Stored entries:
______________________________

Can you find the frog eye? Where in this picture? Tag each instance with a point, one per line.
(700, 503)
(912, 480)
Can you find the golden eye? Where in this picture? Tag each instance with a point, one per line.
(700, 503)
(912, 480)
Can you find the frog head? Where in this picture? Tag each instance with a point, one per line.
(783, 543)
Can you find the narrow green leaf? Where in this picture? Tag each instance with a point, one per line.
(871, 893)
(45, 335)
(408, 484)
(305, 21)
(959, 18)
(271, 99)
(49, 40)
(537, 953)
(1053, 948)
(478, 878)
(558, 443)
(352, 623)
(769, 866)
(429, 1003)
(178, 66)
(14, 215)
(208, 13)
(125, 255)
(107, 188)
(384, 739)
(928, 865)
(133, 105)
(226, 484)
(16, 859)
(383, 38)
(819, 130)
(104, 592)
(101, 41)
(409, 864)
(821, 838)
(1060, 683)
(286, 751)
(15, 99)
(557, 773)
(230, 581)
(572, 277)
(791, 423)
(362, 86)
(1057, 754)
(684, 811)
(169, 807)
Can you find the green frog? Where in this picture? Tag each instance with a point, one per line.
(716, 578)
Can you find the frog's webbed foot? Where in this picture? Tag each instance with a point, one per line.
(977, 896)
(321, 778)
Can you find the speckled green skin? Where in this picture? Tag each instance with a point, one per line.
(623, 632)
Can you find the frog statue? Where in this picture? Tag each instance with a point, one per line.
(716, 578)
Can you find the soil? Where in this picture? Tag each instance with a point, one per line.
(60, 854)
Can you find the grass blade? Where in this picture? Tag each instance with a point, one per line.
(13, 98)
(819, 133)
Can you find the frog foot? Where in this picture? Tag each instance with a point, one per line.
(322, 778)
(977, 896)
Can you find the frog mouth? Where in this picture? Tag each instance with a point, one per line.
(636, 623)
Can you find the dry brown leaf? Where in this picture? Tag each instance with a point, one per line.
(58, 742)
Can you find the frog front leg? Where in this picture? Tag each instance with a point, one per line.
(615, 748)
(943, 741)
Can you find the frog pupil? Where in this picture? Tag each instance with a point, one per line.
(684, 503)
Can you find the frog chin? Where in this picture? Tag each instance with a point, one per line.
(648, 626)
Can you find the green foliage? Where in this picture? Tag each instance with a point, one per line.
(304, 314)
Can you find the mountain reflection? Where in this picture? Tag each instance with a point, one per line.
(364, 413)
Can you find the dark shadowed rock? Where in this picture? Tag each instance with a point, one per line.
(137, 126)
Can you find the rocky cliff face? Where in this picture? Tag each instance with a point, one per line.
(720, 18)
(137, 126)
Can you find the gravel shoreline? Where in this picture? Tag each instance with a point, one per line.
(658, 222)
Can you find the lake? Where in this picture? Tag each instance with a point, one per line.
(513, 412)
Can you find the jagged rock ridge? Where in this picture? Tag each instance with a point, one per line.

______________________________

__YOUR INSTRUCTIONS__.
Rewrite the lines starting at the one containing "Can you find the lake?" and ending with the final line of the entries, changing "Tag" to "Mark" and leaving everything else as is.

__WORKED ANSWER__.
Can you find the lake? Where in this picture? Mark each instance with a point, one per line.
(513, 412)
Can you find the jagged rock ridge? Where in this picture? Mark each instance with a point, one per line.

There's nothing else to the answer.